Tasks and exercises.
- a) According to the earnings call remarks, what was the average yield on the AFS portfolio in the first quarter?
- b) Summarize the earnings call remarks in two sentences.
- c) Carry the earnings call remarks forward from their final sentence.
::: Document extract :::
Now turning to the balance sheet, we had a solid quarter of loan growth as Mariner mentioned, and Mike will provide more color on our loan portfolio in the bank segment discussion. Slide 16 shows the composition of our investment portfolio.

The average balance of securities available for sale in the first quarter was 6.5 billion essentially flat from last quarter and a 5.5% decrease from the same period in 2016.

The average yield in our AFS portfolio increased nine basis points to 2.13% compared to 2.04% in the fourth quarter driven by new purchases at accretive yield and lower premium amortization. Details related to the past quarters activity and portfolio statistics are shown on Slide 17.

Turning to liabilities, at 15.6 billion average deposits for the quarter were essentially flat compared to the prior quarter.

At 12% linked-quarter increase in healthcare deposits and increases due to seasonal inflow of public funds deposits was offset by declines in institutional deposit custody to the bank as more funds were deployed into the market.

The cost of interest-bearing deposits for the first quarter was 25 basis points, an increase of four basis points from the prior quarter reflecting mix changes between deposit categories.

Including the impact of DDAs, the cost of our deposit base rose just two basis point, while our all-in cost of funds increased six basis points from the linked-quarter. While we saw some nominal sensitivity with total deposits, the seasonal increases in public fund which are indexed and borrowings drove overall funding sensitivity higher.

Approximately 75% of our funding base is comprised of non-interest-bearing DDAs or other deposit products that have administered rates that are low-cost, or have low sensitivity to market rates. The remainder is either hard or soft index to short-term interest rates and thus have to reprice with higher interest rates.

Moving to segment, you'll see the financials beginning on Slide 21, followed by details on each. Details for Scout begin on Slide 23. I’ll quickly cover net flows and market action for the quarter before moving to the financial impact from the announced divestiture.

Assets under management stood at $27.9 billion at March 31, an increase of 2.2% during the quarter. Scout experienced total net outflows of just $1.8 million and positive market impact of $592 million gaining ground in both equity and fixed income strategies.

As shown on Slide 24, net inflows of $89 million into separately managed accounts nearly offset $91 million of outflows from the Scout funds. Strong performance in several strategies continues and the Scout MidCap fund received a 2017 Lipper Fund Award as the best MidCap Core Fund for the 10 year period ending November 30, 2016.

Scout Associates will continue to focus on performance, as well as leveraging institutional, intermediary and sub advisory distributional channels. Now I'd like to share some detail about what our agreement to divest the Scout business means for our financials going forward.
::: Stored records :::
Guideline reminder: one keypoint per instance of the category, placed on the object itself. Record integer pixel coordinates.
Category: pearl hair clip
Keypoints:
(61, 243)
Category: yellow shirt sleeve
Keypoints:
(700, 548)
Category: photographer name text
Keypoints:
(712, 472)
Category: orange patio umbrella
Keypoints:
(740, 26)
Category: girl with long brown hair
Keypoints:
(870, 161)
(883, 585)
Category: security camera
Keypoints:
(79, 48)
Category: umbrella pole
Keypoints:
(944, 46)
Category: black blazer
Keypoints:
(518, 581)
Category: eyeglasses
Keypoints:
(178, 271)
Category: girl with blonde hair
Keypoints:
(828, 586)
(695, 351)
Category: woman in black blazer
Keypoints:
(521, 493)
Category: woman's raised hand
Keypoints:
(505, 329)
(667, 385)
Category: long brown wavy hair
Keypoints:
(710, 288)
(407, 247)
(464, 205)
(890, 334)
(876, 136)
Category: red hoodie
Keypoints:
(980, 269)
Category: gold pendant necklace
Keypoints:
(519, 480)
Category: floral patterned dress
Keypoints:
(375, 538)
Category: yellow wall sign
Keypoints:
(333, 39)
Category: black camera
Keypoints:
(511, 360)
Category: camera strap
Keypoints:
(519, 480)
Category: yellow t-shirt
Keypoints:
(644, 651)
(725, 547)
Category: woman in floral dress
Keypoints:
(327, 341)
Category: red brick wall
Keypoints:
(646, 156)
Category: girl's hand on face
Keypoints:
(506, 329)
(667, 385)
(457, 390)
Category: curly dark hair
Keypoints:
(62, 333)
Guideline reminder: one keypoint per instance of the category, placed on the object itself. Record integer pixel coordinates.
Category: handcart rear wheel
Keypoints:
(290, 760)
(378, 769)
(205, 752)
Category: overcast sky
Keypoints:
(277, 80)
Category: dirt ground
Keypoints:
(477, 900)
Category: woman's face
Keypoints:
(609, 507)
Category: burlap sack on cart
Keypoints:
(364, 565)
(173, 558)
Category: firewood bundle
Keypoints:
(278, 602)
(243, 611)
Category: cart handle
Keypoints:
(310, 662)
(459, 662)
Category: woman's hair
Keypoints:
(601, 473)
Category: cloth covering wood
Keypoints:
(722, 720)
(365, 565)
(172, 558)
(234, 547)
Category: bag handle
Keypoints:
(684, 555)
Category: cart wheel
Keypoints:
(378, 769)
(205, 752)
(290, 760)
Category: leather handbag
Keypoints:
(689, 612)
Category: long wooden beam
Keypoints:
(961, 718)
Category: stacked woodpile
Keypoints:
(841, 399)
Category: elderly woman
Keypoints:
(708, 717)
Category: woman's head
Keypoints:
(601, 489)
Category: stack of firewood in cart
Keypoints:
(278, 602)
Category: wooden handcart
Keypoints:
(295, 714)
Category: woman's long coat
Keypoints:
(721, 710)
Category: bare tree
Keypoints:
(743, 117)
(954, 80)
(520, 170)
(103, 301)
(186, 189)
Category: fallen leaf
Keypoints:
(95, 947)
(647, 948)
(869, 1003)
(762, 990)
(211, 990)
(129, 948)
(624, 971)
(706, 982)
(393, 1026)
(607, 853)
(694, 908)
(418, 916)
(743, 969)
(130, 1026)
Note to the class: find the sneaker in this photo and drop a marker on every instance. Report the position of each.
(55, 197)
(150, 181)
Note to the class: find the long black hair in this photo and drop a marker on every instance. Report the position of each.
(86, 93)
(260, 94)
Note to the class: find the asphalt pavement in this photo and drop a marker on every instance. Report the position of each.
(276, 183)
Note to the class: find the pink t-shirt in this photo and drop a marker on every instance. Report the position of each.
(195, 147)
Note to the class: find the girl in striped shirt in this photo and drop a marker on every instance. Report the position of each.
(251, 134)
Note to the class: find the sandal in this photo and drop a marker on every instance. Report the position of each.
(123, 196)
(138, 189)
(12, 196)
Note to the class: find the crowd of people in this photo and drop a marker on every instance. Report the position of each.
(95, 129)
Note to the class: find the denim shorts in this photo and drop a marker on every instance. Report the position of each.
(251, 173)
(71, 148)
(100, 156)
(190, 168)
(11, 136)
:::
Answers provided.
- a) 2.13%, up nine basis points from 2.04% in the fourth quarter.

- b) The first quarter brought solid loan growth, a flat $6.5 billion average AFS balance whose yield rose to 2.13%, and flat average deposits of $15.6 billion, while the cost of interest-bearing deposits rose four basis points to 25 basis points. Scout ended the quarter with $27.9 billion in assets under management, up 2.2%, after net outflows of $1.8 million and $592 million of positive market impact.

- c)
As Mariner mentioned, the cash purchase price is 172.5 million and is subject to customary closing conditions and purchase price adjustments. As I noted last week, the actual gain on sale may vary due to the purchase price adjustments.

However based on assumptions as announcement, we estimate the benefit to regulatory capital ratios to be approximately 80 million to 100 million including the deconsolidation of approximately 55 million in intangible assets.

On Slide 26, we provided a view of how our reported GAAP financials would have appeared if presented in a discontinued operations format to help you understand the impact of the sale on UMB's ongoing business.

As shown here, net income attributed to the Scout business that would have moved to discontinued operations would have been 5.5 million for the full year 2016 and 2.3 million for the first quarter of 2017.

It's important to note that in 2016 there were some one-time items that reduced net income namely the 2.7 million in pre-tax costs related to the termination of the marketing contracts and 2 million in pre-tax severance expense.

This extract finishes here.